• **Problem description**
Before answering, work out how many lines below contain the string "tank"; the reply is that number alone.

--- Information given ---

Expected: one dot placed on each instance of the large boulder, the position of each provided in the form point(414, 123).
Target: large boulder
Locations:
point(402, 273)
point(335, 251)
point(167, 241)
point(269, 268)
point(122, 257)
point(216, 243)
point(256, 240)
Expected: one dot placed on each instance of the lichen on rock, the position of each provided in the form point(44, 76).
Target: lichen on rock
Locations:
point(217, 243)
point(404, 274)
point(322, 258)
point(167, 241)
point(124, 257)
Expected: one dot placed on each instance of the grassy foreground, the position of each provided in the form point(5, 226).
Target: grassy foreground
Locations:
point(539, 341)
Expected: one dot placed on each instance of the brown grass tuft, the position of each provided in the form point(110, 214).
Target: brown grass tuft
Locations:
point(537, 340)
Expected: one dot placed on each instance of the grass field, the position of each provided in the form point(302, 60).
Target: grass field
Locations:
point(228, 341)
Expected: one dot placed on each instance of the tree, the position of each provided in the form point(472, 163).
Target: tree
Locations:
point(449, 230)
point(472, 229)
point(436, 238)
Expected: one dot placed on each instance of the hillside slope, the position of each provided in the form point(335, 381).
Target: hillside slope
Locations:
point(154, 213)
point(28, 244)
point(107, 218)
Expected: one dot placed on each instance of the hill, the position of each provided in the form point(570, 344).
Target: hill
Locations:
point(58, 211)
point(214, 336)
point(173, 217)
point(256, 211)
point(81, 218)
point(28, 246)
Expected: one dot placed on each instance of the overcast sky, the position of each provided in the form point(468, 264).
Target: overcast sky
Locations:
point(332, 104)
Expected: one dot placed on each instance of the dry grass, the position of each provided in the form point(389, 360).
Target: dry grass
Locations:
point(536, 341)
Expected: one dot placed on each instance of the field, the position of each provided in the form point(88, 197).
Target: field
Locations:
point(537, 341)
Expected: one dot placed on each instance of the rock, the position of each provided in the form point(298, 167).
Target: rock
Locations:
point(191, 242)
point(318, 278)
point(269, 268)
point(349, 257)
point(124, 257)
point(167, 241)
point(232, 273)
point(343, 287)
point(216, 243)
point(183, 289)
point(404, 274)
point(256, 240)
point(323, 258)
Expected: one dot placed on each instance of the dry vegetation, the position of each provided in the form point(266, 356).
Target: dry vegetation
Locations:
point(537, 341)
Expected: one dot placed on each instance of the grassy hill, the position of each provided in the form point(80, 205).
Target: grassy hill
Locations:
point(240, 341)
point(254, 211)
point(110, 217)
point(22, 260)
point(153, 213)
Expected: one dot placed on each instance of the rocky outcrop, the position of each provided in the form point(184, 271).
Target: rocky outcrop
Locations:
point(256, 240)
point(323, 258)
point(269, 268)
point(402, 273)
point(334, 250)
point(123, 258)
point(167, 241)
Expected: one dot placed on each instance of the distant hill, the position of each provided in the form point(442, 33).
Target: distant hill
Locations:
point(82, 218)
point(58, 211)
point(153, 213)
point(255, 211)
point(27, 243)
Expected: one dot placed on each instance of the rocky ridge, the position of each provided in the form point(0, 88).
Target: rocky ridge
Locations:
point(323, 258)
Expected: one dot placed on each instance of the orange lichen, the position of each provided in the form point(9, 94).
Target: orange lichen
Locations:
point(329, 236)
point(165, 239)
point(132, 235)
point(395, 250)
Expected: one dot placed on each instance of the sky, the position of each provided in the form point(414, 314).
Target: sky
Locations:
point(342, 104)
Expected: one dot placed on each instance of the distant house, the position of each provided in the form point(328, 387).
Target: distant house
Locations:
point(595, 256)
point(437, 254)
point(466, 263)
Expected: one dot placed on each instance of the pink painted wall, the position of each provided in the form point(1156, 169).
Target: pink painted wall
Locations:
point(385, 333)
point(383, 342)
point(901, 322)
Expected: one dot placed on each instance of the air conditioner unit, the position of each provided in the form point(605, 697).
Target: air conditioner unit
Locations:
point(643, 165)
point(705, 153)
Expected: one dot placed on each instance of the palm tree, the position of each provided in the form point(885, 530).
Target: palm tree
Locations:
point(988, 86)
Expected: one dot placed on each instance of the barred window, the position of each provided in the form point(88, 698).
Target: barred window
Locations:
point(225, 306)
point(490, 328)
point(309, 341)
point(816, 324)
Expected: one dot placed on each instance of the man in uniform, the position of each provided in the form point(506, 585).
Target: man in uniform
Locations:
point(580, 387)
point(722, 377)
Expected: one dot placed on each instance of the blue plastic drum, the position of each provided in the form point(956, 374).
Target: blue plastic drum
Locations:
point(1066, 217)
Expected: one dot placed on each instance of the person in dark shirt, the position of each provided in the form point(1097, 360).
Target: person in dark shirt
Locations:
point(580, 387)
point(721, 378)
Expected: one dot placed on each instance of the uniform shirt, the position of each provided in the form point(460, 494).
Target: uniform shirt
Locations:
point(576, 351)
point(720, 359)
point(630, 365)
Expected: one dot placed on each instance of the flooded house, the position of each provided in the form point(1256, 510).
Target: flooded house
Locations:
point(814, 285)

---
--- Information given ---

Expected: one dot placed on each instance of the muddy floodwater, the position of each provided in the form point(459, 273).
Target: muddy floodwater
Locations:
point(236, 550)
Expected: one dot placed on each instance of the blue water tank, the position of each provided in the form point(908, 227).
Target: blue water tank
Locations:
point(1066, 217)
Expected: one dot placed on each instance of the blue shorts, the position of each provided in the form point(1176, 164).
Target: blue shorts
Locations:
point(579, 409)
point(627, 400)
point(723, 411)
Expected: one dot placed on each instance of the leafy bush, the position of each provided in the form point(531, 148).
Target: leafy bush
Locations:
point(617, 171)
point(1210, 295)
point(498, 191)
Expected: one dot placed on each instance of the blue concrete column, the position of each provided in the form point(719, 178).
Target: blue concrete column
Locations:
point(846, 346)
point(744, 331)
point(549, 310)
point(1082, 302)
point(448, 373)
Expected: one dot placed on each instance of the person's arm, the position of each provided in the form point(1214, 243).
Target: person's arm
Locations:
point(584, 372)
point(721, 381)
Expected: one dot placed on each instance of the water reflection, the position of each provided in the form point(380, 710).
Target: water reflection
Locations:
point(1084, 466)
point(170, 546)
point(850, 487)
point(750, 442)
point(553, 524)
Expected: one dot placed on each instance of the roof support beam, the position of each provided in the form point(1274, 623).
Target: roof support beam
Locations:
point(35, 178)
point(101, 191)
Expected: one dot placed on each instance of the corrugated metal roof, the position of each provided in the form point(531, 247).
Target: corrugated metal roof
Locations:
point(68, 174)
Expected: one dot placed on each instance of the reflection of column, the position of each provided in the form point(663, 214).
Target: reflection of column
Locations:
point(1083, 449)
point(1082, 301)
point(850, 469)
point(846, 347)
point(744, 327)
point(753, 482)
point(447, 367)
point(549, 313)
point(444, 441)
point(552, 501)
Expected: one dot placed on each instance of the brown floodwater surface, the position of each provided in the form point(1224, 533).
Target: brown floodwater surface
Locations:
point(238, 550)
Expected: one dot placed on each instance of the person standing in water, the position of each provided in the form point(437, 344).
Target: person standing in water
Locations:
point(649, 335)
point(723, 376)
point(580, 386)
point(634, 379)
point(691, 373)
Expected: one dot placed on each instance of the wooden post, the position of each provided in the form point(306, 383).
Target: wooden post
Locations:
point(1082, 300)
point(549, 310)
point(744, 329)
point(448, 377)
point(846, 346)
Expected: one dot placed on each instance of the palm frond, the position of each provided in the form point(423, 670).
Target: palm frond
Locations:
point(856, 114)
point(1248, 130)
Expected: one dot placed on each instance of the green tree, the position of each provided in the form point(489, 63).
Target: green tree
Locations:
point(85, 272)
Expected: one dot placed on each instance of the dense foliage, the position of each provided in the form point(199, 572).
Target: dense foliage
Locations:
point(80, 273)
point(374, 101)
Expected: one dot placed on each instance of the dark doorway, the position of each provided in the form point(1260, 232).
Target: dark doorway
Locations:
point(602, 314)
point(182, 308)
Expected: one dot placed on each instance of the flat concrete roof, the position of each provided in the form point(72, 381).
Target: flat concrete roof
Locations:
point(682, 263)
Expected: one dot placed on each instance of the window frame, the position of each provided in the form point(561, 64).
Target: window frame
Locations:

---
--- Information given ---

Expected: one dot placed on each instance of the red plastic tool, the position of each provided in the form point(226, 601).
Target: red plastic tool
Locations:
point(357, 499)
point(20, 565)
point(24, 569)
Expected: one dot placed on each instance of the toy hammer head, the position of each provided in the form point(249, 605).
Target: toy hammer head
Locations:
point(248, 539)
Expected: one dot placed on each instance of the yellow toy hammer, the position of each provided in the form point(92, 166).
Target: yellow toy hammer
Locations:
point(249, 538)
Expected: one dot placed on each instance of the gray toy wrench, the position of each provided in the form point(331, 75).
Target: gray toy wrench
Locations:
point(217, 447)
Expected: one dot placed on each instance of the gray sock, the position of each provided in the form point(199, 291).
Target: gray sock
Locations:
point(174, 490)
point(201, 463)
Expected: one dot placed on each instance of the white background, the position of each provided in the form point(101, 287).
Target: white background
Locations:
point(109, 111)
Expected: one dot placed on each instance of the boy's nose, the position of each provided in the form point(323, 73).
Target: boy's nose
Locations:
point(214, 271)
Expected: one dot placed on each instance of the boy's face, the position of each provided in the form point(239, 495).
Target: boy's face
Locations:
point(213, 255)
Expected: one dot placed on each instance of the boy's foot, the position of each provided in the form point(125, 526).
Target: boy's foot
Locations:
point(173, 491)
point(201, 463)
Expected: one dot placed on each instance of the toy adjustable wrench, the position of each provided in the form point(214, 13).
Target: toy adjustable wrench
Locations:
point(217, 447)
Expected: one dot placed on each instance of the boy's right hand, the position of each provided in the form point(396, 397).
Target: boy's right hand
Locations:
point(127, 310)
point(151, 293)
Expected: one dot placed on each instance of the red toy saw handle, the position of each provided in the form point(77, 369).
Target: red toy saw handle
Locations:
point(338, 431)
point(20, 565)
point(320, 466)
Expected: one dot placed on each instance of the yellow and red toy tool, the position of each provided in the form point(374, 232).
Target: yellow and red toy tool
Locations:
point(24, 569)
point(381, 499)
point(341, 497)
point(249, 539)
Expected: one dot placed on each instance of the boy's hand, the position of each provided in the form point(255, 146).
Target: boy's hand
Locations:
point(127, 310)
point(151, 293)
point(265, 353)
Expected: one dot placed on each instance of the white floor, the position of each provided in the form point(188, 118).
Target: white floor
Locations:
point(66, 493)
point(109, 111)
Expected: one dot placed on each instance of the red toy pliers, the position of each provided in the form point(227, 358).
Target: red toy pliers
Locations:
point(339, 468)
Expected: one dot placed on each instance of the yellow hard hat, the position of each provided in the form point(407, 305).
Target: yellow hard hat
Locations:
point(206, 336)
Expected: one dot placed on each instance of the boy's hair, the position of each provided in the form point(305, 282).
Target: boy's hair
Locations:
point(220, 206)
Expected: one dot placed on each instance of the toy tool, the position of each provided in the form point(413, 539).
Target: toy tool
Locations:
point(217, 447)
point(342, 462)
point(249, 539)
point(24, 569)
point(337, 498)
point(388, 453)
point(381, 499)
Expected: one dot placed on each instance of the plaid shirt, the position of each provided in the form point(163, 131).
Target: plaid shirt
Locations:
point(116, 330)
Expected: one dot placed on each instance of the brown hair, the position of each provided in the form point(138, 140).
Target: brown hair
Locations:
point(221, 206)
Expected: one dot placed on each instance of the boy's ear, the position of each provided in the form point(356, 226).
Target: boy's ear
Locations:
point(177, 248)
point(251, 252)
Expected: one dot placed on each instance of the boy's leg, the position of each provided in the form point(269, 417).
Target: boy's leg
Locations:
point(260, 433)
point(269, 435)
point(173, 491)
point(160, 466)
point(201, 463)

---

• **Solution to this problem**
2